──────── Material provided ────────

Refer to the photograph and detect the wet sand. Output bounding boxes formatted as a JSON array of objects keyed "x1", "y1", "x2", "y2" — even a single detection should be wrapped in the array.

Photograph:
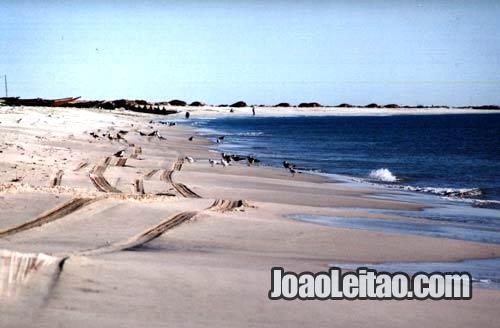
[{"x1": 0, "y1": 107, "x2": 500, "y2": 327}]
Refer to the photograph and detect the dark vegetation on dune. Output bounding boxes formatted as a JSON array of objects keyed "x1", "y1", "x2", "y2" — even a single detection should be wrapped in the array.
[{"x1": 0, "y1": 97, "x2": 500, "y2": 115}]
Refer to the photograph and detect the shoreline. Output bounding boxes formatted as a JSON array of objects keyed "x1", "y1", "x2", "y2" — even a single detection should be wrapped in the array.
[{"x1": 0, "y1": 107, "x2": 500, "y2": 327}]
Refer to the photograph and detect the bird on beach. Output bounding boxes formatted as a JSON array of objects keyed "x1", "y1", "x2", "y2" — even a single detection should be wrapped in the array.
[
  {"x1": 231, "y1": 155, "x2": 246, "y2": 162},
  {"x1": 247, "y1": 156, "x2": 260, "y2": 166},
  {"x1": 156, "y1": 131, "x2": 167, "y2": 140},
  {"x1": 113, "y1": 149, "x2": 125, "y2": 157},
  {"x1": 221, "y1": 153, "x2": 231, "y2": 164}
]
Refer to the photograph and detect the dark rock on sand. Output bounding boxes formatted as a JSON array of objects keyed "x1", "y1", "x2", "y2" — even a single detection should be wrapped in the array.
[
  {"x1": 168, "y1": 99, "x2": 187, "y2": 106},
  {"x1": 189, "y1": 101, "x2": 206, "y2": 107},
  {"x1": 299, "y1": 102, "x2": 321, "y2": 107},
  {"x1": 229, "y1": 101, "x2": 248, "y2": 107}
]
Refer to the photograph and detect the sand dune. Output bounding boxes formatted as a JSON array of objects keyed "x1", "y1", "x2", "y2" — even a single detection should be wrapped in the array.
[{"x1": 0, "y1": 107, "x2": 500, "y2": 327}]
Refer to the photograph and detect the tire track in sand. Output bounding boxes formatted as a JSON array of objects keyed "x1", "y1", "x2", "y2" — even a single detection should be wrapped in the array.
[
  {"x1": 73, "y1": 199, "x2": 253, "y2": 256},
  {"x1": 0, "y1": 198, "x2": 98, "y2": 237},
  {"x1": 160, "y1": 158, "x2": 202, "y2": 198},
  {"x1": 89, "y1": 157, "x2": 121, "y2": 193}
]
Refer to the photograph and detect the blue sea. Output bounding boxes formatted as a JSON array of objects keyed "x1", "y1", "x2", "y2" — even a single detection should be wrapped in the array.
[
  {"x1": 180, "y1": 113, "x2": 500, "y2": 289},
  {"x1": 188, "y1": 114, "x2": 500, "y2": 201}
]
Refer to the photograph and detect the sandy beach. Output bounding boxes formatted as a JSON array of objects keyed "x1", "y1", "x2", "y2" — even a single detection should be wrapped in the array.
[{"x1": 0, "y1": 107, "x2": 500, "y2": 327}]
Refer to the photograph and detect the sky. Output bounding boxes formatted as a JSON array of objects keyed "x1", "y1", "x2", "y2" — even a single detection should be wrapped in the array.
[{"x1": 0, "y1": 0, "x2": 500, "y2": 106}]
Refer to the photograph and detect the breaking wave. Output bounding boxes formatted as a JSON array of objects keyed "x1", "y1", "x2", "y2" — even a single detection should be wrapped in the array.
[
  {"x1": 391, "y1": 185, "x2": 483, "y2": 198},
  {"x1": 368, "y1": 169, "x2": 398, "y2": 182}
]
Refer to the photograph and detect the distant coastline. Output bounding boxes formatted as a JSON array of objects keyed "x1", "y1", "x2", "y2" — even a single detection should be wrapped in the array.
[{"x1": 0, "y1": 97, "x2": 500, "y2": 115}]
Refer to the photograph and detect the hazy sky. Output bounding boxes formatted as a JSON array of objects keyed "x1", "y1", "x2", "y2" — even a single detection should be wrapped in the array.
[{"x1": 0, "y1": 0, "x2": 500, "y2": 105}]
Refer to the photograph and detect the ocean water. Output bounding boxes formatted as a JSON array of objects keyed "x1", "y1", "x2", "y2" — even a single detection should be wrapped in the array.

────────

» Task description:
Pull out every line in the records that contains the string "distant" and copy each one in full. Matches must have the same uppercase and lowercase letters.

» Finished task:
Refer to the photograph and detect the distant coastline. Output bounding boxes formatted as a JSON array of objects keyed "x1", "y1", "x2", "y2" — even a single detection should be wrapped in the array.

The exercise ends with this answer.